▶ [TASK PROMPT] Every record should be written out exactly, with the pictures left out.

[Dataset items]
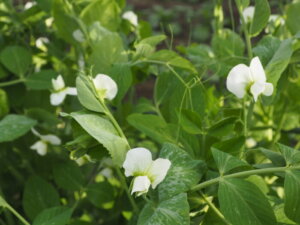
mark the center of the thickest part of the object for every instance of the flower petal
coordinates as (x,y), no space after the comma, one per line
(268,89)
(58,97)
(52,139)
(104,84)
(140,185)
(71,91)
(40,147)
(58,83)
(238,79)
(159,170)
(256,89)
(257,71)
(137,162)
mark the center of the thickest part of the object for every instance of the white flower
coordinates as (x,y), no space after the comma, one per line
(42,145)
(146,172)
(242,78)
(78,35)
(105,86)
(131,17)
(60,91)
(248,13)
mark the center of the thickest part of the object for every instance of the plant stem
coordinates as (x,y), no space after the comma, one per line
(12,82)
(243,174)
(215,209)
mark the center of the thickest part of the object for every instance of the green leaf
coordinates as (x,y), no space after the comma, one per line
(67,175)
(292,193)
(86,95)
(173,211)
(291,155)
(60,215)
(38,195)
(16,59)
(63,21)
(293,17)
(101,194)
(184,173)
(279,61)
(241,200)
(40,80)
(14,126)
(226,162)
(261,16)
(104,11)
(104,132)
(173,59)
(107,49)
(152,125)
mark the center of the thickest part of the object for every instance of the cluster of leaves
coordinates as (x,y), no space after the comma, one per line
(227,166)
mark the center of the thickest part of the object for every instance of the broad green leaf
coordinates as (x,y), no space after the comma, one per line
(104,11)
(4,107)
(86,95)
(14,126)
(152,125)
(107,49)
(59,215)
(101,194)
(63,20)
(292,193)
(241,200)
(104,132)
(261,16)
(173,59)
(223,127)
(16,59)
(68,176)
(40,80)
(173,211)
(279,61)
(38,195)
(190,121)
(184,173)
(226,162)
(293,17)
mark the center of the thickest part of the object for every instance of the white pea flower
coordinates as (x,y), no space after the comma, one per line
(248,13)
(105,86)
(242,78)
(131,17)
(41,146)
(60,91)
(78,35)
(146,172)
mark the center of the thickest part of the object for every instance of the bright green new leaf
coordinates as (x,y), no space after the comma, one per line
(38,195)
(226,162)
(261,16)
(184,173)
(104,11)
(87,95)
(104,132)
(14,126)
(16,59)
(173,211)
(68,176)
(40,80)
(243,203)
(292,193)
(60,215)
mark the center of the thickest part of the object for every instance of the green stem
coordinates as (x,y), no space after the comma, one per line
(12,82)
(242,174)
(215,209)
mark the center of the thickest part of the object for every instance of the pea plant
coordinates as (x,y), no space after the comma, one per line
(82,144)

▶ [EXPECTED ANSWER]
mark the center of the thickest part of the object for every instance of the flower petal
coordinates as (x,y), no space after the comma, one per line
(268,89)
(58,97)
(52,139)
(104,84)
(140,185)
(71,91)
(40,147)
(58,83)
(238,79)
(159,170)
(256,89)
(257,71)
(137,162)
mark the center of the thickest part of the object for every instance of the white flower
coordinates as (x,y), no space after the comma, one per line
(42,145)
(146,172)
(242,78)
(78,35)
(105,86)
(131,17)
(60,91)
(248,13)
mark the center of the thickest part of the object for every instance of the plant stem
coordinates as (x,y), no space after the comma, one per line
(12,82)
(243,174)
(215,209)
mark the center of the thickest part of the object for every instance of the green leaf
coordinates as (x,y), no space after the comma, one per line
(67,175)
(292,193)
(86,95)
(173,211)
(291,155)
(60,215)
(38,195)
(16,59)
(63,21)
(293,17)
(101,194)
(184,173)
(279,61)
(241,200)
(40,80)
(14,126)
(226,162)
(261,16)
(104,11)
(104,132)
(173,59)
(107,49)
(152,125)
mark the center of the thickest part of the object for every instance of the cluster of leaves
coordinates as (x,y), no space after the comma, one per line
(227,166)
mark the center of the thickest part of the object for every instance of the broad green leaf
coordinates as (x,y), no space after the comma, one per line
(104,11)
(4,107)
(86,95)
(14,126)
(152,125)
(107,49)
(59,215)
(101,194)
(63,20)
(292,193)
(241,200)
(104,132)
(261,16)
(173,59)
(223,127)
(16,59)
(68,176)
(40,80)
(173,211)
(279,61)
(38,195)
(190,121)
(184,173)
(226,162)
(293,17)
mark the center of the thickest part of the object for every instance of the white pea flower
coordinates as (x,y), no space after the comma, one per line
(248,13)
(105,86)
(242,78)
(131,17)
(41,146)
(60,91)
(78,35)
(146,172)
mark the center of the thickest part of the object for every instance of the bright green new leaf
coordinates as (x,y), no space after the comma, one per line
(38,195)
(226,162)
(261,16)
(184,173)
(104,11)
(87,95)
(104,132)
(14,126)
(16,59)
(173,211)
(68,176)
(40,80)
(243,203)
(292,193)
(60,215)
mark the center of the thickest part of the object for every instance of the green stem
coordinates as (x,y), no space after the comma, one per line
(12,82)
(242,174)
(215,209)
mark the center of the thickest part of the object for every instance of the pea plant
coordinates as (x,y), no space after the comma, one per line
(82,144)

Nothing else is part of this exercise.